What you need to do - Rewrite these records with "white rooftop" swapped for "red rooftop" wherever it appears. Leave everything else unchanged.

:: Records shown ::

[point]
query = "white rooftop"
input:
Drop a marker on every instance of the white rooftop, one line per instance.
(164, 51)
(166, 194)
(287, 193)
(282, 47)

:::

Task response -
[point]
query = "red rooftop"
input:
Drop a marker on every instance of the red rooftop, one line per instance.
(164, 51)
(166, 194)
(287, 193)
(282, 47)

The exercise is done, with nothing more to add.